*EXERCISE PROMPT*
Give the data again exactly, without images.

*PROVIDED RECORDS*

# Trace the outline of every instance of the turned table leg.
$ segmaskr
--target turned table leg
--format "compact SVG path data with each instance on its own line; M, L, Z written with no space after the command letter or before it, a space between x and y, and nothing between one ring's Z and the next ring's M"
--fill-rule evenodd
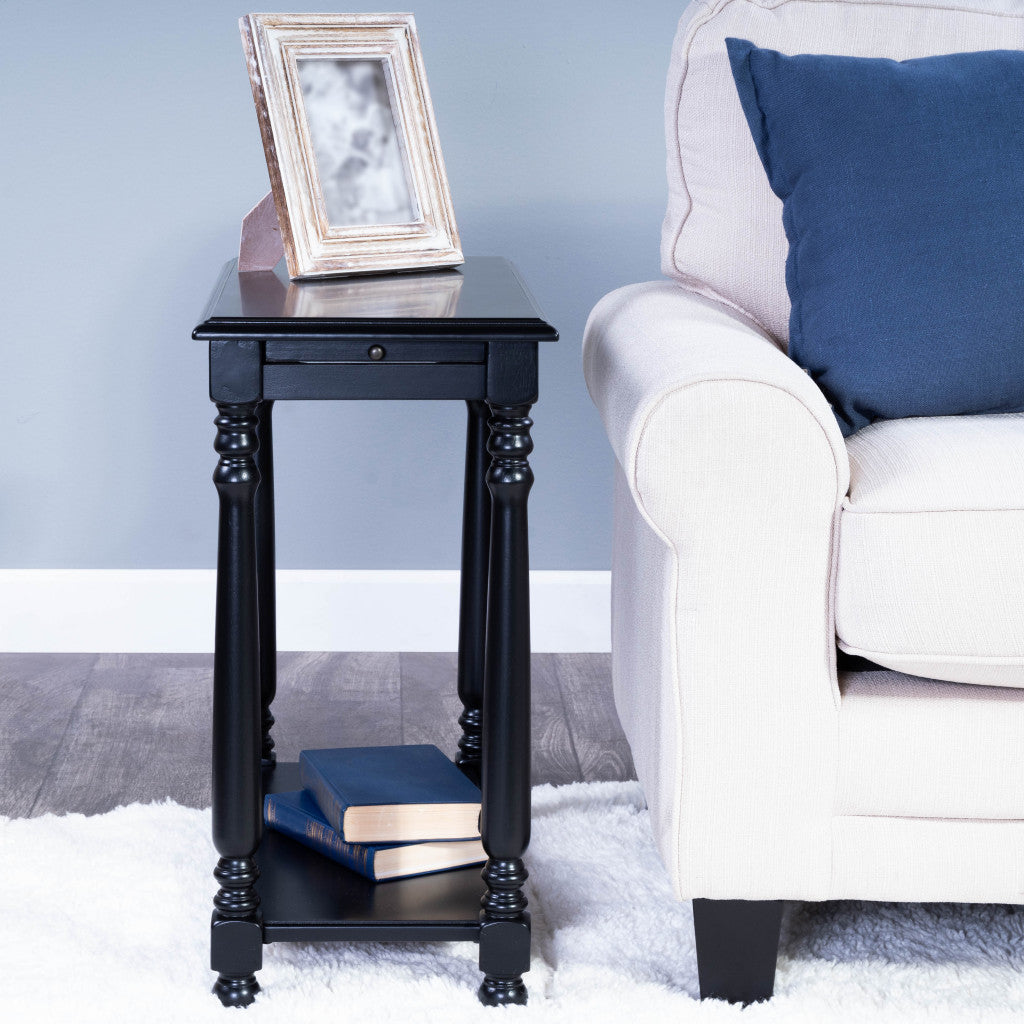
M530 841L530 567L526 504L533 472L529 405L491 404L490 593L483 704L483 812L488 855L480 927L481 1002L525 1003L530 969L522 856Z
M214 877L210 966L225 1006L246 1006L259 991L263 964L258 869L253 854L262 831L260 807L260 650L256 596L254 505L259 470L254 455L256 404L217 405L220 496L217 626L213 666Z
M487 632L487 561L491 546L491 494L487 489L487 405L466 403L466 478L462 497L462 574L459 593L459 753L455 763L480 782L480 733Z
M260 617L260 702L262 705L263 742L260 752L264 768L277 763L274 753L274 716L270 706L277 693L277 594L275 586L274 555L274 427L272 401L257 406L259 425L256 450L256 469L259 487L256 489L254 514L256 517L256 586L259 595Z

*EXPECTED ANSWER*
# Trace the outline of every instance of the turned table leg.
$ segmaskr
--target turned table leg
--format "compact SVG path data with each instance on its own line; M, L, Z written with no space after the command letter or before it, a space between x and y, and nothing between one ring's Z and the next ring's M"
--fill-rule evenodd
M530 841L530 567L526 504L533 472L529 405L491 404L490 593L483 704L483 812L488 855L480 927L481 1002L525 1003L530 969L522 856Z
M214 877L210 966L225 1006L246 1006L259 991L263 964L258 869L253 854L262 831L260 807L260 650L256 596L254 505L259 470L254 455L256 404L217 405L220 496L217 626L213 666Z
M487 632L487 561L491 546L491 494L487 489L487 405L466 403L466 478L462 497L462 574L459 593L459 753L455 763L480 782L480 733Z
M260 617L260 702L262 705L263 742L260 752L264 768L277 763L274 753L274 716L270 706L277 693L277 594L275 586L274 555L274 427L272 401L257 406L259 425L256 450L256 469L259 487L256 489L254 514L256 517L256 586L259 595Z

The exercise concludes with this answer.